Sachbuch  REZENSIONEN

Weinen um Russland...

Russe
Ich flehe um Hinrichtung
Die Begnadigungskommission des russischen Präsidenten
Aus dem Russischen von Renate und Thomas Reschke
Luchterhand Literaturverlag, München 2003, 381 S.

Mit einer unwahrscheinlich brutalen Vergewaltigung, die mit einem unwahrscheinlich brutalen Mord endet, beginnt das Buch Ich flehe um Hinrichtung: "In der Nacht vom 30. Juni zum 1. Juli trafen im betrunkenen Zustand die Jugendlichen Noskow und Orlow ein Mädchen, das auf dem Weg zu seiner Mutter war. Sie bedrängten und schlugen es. Stunden der Verfolgung und Misshandlung folgten. Im Wald schließlich zwangen die drei  `normalen´ jungen Männer die Lichatschowa, sich auszuziehen und vergewaltigten sie. Dann warfen sie ihr einen Pullover über das Gesicht, stachen sie mit einem Messer mehrfach in die Brust und ließen das Messer dann im Körper des Mädchens stecken. Orlow trat auf die Klinge, um es tiefer in den Leib zu treiben. Dann warfen sie das Mädchen in eine Grube und schaufelten diese zu. Als sie sahen, dass sich das Mädchen unter der Erdschicht noch bewegt, traten Orlow und Noskow auf ihren Körper, um ihn mit ihren Gewicht niederzudrücken, und als aus der Erde ein Fuß zum Vorschein kam, schlug Noskow mehrfach mit der Hacke darauf." Am nächsten Tag kehrten sie zur Grube zurück, gruben den Leichnam aus, übergossen ihn mit Benzin und zündeten ihn an. Noskow, einer der Übeltäter übelster Sorte, reichte bei der Begnadigungskommission des russischen Präsidenten ein Gnadengesuch ein. Und: Die Begnadigungskommission des russischen Präsidenten [Jelzin] begnadigt ihn von der Todesstrafe zu lebenslanger Haft. Er, der einer jungen Frau das Leben genommen hat, darf am Leben bleiben...

— ERFASSTE ANGABEN —
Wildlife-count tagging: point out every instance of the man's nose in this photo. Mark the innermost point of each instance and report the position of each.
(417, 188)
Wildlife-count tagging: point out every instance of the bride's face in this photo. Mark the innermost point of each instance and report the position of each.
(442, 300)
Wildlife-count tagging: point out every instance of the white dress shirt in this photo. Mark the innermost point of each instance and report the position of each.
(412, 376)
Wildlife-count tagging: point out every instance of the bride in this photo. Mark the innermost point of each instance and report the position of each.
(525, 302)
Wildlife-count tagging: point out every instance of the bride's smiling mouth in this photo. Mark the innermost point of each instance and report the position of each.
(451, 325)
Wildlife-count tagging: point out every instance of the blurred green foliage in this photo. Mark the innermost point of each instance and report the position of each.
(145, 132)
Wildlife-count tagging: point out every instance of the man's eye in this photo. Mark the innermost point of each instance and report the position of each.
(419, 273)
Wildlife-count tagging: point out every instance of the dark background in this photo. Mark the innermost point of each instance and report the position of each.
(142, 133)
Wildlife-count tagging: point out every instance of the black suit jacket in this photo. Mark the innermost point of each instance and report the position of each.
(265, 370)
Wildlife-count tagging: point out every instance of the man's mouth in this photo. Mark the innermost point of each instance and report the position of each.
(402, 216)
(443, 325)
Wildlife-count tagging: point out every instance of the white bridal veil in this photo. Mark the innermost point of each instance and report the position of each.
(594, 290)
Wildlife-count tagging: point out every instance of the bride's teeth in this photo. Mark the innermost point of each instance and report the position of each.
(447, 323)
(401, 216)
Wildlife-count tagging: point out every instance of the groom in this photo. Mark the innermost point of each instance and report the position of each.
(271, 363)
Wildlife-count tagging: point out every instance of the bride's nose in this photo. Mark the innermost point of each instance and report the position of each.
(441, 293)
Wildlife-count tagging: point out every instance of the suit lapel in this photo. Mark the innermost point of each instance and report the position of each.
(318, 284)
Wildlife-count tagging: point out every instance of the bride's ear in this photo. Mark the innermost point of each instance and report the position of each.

— ARBEITSANWEISUNGEN —
**A.** In welche Strafe wandelt die Begnadigungskommission laut der Rezension über die russische Begnadigungskommission die Todesstrafe für Noskow um?
**B.** Knüpfe an den letzten Satz der Rezension über die russische Begnadigungskommission an und schreibe sie weiter.

— ERGEBNISSE JE AUFGABE —
**A.** In lebenslange Haft.

**B.**
Pristawkin schildert unerbittlich viele grauenerregende Details geradezu unvorstellbarer Verbrechen, zum Beispiel auch dieses: Eine Mutter schlägt ihre vierjährige Tochter mit einem glühenden Schürhaken, setzt das Mädchen dann - es ist Ende Dezember - nackt vor die Tür, Stunden später auf die heiße Herdplatte. Dann hängt sie es mit zusammengebundenen Händen an einem Nagel auf. Das Kind stirbt in einem eisigen Keller, nach Tagen ohne Essen und Trinken, an seinen Verletzungen. Die geschilderten Gewalttaten gegenüber Kindern im häuslichen Bereich sind nahezu unfassbar: "1997 wurden mehr als 15 000 Angriffe auf das Leben von Kindern registriert. 200 Kinder wurden von ihren Eltern getötet, 1 500 sexuell missbraucht, 2 000 begingen Selbstmord." Oder es wird im Buch geschildert, wie zwei Offiziere einen Unschuldigen foltern, um von ihm das Eingeständnis eines Mordes zu erpressen, den sie selbst begangen haben. Sie foltern ihn eine Nacht lang und schieben ihm schließlich drei Pepsi-Cola-Flaschen in den Darmausgang. Oder: Pristawkin zitiert aus dem Brief eines Häftlings, der darüber schreibt, wie man einem Häftling einen Reifen um den Kopf gelegt hat, der solange mit einem Schraubenschlüssel festgezogen wird, bis das Opfer das Bewusstsein verliert. Oder man spielt Karten um Menschenblut: Wer verliert, öffnet eine Vene und lässt die im Spiel verlorene Menge Blut in eine Schüssel laufen...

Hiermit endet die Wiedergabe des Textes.